+++ Source extract +++

According to the new report, “Over the past eight years, the mortality rate among PEH has increased approximately 30% faster than the total population of PEH.”

 

Flattening the curve on overdoses

Deaths among people experiencing homelessness in the county rose at a steady pace from 2014–2018, then spiked sharply. Department of Public Health data shows that drug and alcohol overdoses, many involving fentanyl, fueled the increase. In 2021 there was a mortality rate of 1,201 overdose deaths per 100,000 people, more than double the count two years prior.

 

In 2022 the figure was 1,195 deaths.

 

Line chart of annual overdose rate for homeless people in Los Angeles County

 

In many instances multiple drugs were determined to be involved in the deaths. The most prevalent was methamphetamine, which was identified in 75.6% of fatalities, up from 63% in 2018. 

 

Fentanyl was found in 67% of deaths last year. That represented a five-fold increase from 2018, when it was seen in just 12.5% of deaths.

 

Dr. Will Nicholas, director of the Department of Public Health’s Center for Health Impact Evaluation, believes the overall leveling off is tied to work in the field, including more outreach and the availability of drugs that reverse opioid overdoses.

 

“Based on some data we have on naloxone distribution, we have good reason to believe that effort, and our other harm-reduction efforts, have contributed to that flattening of the curve for the overdose deaths,” he said.

 

The second-leading cause of death among people experiencing homelessness is coronary heart disease. In L.A. County that decreased from 445 fatalities in 2020 to 395 in 2022.

 

There was a rate of 214 homicides of people experiencing homelessness in the county in 2022, a slight increase from the previous year, but a 60% spike over the level two years prior. That mirrored a general increase in murders in Los Angeles and across the country that coincided with the coronavirus pandemic.

 

Line chart of annual homicide rate for homeless people in Los Angeles County

 

COVID-19 deaths among people experiencing homelessness peaked at a rate of 199 per 100,000 people in 2021. In 2022 the number fell to 39, which Nicholas said put it outside the top 10 causes of death for unhoused individuals in the county.

 

Danger on the streets and at intersections

The authors of the report said the tallying of deaths and the breakdown of causes requires months of analysis and number crunching of data gathered from across the country. In particular, results from the annual Homeless Count, which comes out in the summer, are used to determine fatality rates.

 

Figures for 2023 will not be available until next year.

 

Report authors said the intent is to use the data to determine where unhoused individuals face the most risk, and to offer solutions that can reduce harm and save lives. They come in the form of recommendations that range from continuing to provide more housing, to focused outreach, to expanding telehealth services.

+++

Instructions:
#1 Reproduce the passage of the article on homeless deaths in Los Angeles County that opens with the words containing "Danger on the" and closes with "determine fatality rates.".
#2 In the article on homeless deaths in Los Angeles County, what is the second-leading cause of death among people experiencing homelessness?
#3 State whether each statement agrees with the article on homeless deaths in Los Angeles County, answering yes or no and quoting the deciding words. (a) Methamphetamine was the most prevalent drug found in the deaths. (b) Figures for 2023 are already available. (c) Coronary heart disease deaths in L.A. County rose between 2020 and 2022.

+++ Entries supplied +++

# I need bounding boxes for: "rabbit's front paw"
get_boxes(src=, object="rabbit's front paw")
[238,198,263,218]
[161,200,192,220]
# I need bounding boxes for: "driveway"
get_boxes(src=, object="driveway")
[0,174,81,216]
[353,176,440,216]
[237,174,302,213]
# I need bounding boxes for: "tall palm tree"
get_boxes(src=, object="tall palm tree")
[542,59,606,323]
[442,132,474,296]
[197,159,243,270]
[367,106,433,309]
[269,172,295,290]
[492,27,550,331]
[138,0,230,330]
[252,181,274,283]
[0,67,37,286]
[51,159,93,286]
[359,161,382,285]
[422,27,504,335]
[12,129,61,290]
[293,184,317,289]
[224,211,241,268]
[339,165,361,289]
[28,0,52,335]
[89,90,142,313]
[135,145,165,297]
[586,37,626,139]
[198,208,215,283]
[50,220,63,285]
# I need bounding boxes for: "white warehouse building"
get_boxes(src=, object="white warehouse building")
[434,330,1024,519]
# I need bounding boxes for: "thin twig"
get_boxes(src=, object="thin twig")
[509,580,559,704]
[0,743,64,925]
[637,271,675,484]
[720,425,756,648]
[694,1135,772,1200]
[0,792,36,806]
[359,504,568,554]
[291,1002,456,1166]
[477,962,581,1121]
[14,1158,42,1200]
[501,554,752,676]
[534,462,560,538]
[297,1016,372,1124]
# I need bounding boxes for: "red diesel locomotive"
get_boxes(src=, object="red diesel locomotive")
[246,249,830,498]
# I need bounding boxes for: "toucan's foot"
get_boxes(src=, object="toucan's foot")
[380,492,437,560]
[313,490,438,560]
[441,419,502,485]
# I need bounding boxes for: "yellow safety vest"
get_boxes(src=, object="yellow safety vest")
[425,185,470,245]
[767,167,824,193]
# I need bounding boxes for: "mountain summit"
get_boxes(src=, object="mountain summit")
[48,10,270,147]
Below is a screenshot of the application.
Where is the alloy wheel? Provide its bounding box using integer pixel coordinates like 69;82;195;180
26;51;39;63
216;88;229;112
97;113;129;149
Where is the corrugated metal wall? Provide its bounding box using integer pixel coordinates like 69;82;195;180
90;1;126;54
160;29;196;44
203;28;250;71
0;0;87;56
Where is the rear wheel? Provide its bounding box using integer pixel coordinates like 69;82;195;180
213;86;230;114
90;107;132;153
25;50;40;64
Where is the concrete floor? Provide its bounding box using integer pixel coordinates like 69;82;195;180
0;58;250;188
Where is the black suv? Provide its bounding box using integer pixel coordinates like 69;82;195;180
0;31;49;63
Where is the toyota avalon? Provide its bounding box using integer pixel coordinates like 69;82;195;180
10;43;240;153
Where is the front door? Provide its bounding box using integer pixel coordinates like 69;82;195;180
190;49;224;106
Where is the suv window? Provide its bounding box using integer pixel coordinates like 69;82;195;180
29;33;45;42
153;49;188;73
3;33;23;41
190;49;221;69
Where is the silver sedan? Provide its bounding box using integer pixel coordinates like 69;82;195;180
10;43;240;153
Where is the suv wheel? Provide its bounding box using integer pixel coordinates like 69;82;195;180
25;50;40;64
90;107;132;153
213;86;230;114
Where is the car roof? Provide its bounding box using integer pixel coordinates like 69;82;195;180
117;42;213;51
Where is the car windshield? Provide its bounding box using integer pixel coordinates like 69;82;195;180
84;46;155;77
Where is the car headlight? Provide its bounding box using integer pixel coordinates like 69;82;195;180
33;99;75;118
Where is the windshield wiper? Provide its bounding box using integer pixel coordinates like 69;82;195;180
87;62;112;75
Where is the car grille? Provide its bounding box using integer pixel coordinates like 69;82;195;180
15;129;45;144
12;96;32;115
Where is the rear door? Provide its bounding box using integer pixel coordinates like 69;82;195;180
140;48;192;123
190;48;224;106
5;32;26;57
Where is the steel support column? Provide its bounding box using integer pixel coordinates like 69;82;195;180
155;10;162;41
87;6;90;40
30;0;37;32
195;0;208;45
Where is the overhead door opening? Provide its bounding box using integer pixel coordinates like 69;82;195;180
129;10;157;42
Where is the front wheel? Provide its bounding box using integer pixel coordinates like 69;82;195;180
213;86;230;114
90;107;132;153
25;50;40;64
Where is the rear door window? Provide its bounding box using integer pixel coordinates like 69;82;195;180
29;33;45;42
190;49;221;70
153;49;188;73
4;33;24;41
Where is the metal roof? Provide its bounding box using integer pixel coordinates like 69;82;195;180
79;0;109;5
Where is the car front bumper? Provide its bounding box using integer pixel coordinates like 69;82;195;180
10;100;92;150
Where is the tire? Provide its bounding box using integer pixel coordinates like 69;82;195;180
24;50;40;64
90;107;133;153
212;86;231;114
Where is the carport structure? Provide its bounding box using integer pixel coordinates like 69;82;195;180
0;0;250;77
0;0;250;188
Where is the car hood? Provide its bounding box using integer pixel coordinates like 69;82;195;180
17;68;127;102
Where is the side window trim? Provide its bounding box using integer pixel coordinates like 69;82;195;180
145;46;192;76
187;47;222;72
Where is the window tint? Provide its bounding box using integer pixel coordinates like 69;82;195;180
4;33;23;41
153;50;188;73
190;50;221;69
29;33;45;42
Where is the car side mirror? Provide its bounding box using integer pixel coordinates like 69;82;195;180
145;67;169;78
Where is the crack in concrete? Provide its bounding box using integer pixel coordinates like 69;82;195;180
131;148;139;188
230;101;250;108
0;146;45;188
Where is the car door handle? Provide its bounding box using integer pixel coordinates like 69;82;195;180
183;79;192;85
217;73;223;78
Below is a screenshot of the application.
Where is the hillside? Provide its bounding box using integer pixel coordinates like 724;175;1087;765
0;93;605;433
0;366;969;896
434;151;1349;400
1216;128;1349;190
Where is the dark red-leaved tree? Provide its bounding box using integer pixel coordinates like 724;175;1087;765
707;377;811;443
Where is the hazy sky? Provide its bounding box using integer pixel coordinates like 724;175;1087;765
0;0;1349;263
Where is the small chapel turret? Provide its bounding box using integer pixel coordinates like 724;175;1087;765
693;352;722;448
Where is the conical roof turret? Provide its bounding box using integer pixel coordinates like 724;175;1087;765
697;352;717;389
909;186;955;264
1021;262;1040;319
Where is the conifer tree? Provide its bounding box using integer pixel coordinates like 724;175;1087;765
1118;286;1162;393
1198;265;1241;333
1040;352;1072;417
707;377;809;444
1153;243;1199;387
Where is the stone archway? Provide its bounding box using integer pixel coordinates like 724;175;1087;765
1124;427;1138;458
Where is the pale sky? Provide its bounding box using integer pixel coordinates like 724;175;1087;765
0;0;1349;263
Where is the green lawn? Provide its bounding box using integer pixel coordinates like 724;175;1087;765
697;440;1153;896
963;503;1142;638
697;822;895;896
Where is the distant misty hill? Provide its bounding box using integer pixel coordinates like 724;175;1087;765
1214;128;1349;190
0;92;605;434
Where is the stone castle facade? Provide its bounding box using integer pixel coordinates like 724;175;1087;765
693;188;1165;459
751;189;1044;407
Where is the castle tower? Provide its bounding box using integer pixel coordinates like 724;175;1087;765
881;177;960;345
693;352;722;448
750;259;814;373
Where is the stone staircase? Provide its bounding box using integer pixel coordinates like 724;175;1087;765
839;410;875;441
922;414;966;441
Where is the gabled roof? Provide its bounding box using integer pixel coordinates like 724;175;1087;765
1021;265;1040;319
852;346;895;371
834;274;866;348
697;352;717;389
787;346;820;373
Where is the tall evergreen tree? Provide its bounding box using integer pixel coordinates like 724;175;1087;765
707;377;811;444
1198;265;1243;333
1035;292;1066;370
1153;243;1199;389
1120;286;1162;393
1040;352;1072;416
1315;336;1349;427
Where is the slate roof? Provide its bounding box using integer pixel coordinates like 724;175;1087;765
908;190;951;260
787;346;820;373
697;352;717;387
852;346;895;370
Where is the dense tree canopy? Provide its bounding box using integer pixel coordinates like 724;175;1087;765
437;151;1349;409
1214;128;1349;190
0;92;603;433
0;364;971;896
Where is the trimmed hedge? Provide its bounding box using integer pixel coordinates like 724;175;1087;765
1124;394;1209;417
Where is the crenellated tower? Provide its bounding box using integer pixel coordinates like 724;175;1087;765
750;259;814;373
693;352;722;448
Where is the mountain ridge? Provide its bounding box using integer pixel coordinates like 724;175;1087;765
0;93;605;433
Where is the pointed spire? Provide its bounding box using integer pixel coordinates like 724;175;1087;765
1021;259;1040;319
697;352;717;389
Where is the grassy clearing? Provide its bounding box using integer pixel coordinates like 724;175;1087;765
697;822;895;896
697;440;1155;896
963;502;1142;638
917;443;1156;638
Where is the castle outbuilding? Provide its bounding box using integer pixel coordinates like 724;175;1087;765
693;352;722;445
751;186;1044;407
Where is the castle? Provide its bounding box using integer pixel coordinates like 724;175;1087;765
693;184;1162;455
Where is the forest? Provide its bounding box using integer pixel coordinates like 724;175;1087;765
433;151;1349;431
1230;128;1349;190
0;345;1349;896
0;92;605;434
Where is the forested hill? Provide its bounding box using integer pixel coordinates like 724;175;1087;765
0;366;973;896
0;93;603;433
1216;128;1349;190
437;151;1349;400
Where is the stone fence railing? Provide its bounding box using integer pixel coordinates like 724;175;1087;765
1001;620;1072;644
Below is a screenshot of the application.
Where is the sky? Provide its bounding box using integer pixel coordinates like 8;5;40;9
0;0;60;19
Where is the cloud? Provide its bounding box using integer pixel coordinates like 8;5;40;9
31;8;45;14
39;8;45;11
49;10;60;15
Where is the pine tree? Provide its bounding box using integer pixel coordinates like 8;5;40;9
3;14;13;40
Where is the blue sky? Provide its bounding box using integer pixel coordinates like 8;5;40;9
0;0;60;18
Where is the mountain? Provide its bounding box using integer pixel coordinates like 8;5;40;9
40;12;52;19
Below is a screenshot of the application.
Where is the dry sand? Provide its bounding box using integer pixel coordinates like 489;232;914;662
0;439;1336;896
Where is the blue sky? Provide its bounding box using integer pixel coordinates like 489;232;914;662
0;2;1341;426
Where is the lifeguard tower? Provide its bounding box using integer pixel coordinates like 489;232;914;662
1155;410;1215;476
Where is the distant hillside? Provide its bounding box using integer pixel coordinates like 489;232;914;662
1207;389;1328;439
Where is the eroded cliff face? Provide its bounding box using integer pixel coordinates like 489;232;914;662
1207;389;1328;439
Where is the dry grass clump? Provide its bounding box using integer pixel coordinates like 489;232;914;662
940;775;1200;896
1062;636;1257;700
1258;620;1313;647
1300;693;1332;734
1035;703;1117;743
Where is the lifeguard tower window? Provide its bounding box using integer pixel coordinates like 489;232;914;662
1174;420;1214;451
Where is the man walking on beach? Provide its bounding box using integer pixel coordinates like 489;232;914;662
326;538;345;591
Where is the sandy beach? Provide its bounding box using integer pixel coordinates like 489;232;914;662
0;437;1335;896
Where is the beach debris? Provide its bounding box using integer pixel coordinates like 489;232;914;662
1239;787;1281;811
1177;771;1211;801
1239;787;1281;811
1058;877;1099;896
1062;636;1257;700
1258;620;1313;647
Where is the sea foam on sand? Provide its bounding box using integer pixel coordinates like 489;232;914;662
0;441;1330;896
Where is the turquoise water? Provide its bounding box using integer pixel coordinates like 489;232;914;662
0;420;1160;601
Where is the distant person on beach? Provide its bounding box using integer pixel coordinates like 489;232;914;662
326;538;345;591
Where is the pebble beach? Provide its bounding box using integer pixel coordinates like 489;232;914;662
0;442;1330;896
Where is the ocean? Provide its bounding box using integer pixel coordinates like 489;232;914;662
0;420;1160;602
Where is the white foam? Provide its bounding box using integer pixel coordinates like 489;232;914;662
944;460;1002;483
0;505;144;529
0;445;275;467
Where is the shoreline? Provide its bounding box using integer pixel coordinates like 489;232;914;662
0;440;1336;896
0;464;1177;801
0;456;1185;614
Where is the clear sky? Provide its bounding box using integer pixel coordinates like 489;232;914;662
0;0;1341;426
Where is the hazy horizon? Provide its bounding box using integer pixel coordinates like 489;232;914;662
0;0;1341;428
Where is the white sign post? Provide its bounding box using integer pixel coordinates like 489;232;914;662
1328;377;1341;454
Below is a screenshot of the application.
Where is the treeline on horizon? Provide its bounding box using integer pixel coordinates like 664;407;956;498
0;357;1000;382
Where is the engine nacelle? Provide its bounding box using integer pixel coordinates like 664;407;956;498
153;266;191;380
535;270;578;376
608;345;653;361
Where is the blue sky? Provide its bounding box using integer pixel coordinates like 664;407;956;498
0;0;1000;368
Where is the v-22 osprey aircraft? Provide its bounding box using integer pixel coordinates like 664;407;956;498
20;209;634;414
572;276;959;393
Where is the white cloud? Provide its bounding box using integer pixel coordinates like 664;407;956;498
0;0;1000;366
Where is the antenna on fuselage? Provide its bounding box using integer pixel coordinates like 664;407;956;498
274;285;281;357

+++

Outputs for the tasks:
#1
Danger on the streets and at intersections

The authors of the report said the tallying of deaths and the breakdown of causes requires months of analysis and number crunching of data gathered from across the country. In particular, results from the annual Homeless Count, which comes out in the summer, are used to determine fatality rates.

#2 Coronary heart disease.

#3
(a) Yes: "The most prevalent was methamphetamine, which was identified in 75.6% of fatalities"
(b) No: "Figures for 2023 will not be available until next year."
(c) No: "In L.A. County that decreased from 445 fatalities in 2020 to 395 in 2022."